◆ PARTS OF THE EXERCISE:
a – For each statement below, say whether it agrees with the text on Ebola hazard pay. Answer yes or no, and quote the deciding words of that text.
(i) Ebola Response Workers could be required to hand over as much as half of their earnings to supervisors.
(ii) The solution took six months to roll out.
(iii) The World Health Organization brought in iDT Labs.
b – Answer these questions from the text on Ebola hazard pay.
(i) In what year was the Ebola crisis at its height?
(ii) What were the Ebola Response Workers threatening to do?
(iii) With what was the worker registration and payment system integrated?
c – Carry on the text on Ebola hazard pay from its final sentence.

◆ EXCERPT:
────

At the height of the Ebola crisis in 2014, the majority of the Ebola Response Workers (ERWs) were not receiving their share of the hazard pay, which was the monetary payment that had been promised to them in return for the dangerous and critical work that they were doing in treating Ebola patients.
ERWs were also having to pay up to 50% of their earnings to supervisers due to inherent patronage structures, and there was no system in place which could hear out their complaints and address them promptly. ERWs also often had to travel long distances to collect their hazard pay, which proved detrimental to their work and livelihood. Due to all these factors, the ERWs, who formed the backbone of the Ebola crisis response, were threatening to go on strike.
Fraudulent activities were also rampant, with some ERWs double-dipping into the hazard pay through ghost profiles and no one to catch them due to lack of transparency and structured management.
iDT Labs was brought in by UNDP, UNCDF and the National Ebola Response Centre to design and implement a solution.
We developed a worker registration and payment system that was integrated with the existing mobile payment eco-system. By leveraging open source components, a solution was rolled out in two weeks.

────

(Records from a data collection)
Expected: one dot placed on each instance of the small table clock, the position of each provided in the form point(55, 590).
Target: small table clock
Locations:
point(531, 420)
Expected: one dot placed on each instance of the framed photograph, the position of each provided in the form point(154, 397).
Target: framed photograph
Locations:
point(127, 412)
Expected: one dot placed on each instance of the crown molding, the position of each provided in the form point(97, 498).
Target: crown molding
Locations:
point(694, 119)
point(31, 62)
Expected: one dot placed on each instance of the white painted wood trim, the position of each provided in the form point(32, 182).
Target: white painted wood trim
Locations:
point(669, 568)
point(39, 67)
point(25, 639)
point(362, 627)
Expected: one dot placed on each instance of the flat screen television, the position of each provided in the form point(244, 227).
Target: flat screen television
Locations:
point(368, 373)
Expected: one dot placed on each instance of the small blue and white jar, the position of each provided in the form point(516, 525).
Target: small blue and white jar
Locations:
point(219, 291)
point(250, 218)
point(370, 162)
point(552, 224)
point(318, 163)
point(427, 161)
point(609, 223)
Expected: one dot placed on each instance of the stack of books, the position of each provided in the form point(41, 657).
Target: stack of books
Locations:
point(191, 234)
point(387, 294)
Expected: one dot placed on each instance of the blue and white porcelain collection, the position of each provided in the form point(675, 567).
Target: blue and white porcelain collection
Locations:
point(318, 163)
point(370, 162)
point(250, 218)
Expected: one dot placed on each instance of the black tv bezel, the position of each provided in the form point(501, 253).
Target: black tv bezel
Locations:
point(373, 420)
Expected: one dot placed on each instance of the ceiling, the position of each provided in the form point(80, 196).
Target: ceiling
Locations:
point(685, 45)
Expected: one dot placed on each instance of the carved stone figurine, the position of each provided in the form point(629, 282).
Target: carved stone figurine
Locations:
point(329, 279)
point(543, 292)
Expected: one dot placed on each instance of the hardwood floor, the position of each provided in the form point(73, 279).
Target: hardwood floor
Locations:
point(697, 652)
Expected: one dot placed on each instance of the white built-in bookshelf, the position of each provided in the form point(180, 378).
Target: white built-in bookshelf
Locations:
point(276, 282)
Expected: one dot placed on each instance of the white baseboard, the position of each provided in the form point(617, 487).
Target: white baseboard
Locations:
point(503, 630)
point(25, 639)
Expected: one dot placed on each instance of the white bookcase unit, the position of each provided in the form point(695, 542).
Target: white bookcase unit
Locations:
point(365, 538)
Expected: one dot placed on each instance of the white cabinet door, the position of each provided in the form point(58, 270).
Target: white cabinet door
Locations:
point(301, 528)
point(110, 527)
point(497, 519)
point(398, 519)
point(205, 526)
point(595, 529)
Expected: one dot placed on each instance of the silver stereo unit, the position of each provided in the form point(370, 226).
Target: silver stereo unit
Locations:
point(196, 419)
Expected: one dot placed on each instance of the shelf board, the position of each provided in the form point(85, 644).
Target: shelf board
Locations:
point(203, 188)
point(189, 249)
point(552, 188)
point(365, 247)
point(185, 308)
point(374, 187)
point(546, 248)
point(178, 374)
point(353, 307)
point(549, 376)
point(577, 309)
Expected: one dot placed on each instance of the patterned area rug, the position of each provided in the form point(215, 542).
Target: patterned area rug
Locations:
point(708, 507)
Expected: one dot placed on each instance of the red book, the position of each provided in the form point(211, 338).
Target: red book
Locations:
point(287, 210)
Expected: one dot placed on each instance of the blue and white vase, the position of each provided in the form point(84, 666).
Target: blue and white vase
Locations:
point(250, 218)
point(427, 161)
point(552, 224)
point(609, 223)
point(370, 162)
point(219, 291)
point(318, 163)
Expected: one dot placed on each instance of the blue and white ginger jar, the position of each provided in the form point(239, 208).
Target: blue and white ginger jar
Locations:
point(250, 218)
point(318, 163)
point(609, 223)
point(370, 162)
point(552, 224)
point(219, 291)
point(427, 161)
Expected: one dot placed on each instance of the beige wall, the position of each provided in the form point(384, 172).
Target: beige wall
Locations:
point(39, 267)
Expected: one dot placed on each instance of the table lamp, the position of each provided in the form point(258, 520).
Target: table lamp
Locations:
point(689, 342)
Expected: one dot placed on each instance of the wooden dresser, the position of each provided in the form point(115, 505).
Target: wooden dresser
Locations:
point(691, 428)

────

◆ ANSWERS TO THE EXERCISE:
a –
(i) Yes: "ERWs were also having to pay up to 50% of their earnings to supervisers due to inherent patronage structures"
(ii) No: "a solution was rolled out in two weeks"
(iii) No: "iDT Labs was brought in by UNDP, UNCDF and the National Ebola Response Centre"

b –
(i) 2014
(ii) Go on strike
(iii) The existing mobile payment eco-system

c –
Through this unique solution we verified the identity of 27,000 ERWs in all 14 districts of Sierra Leone via biometric verification and distributed hazard payments directly to them via mobile money.
We implemented an end-to-end data collection system that used smartphones, open source computer vision tools, ODK data collection toolkits and cloud computing to verify the mobile money payment processing and biometric verification of all ERWs. We also provided on ground technical, logistic and operational support to the verification team. We also verified the number of ghost dippers and fraudulent ERW workers in the system, and reported issues of hazard money mismanagement to the NERC.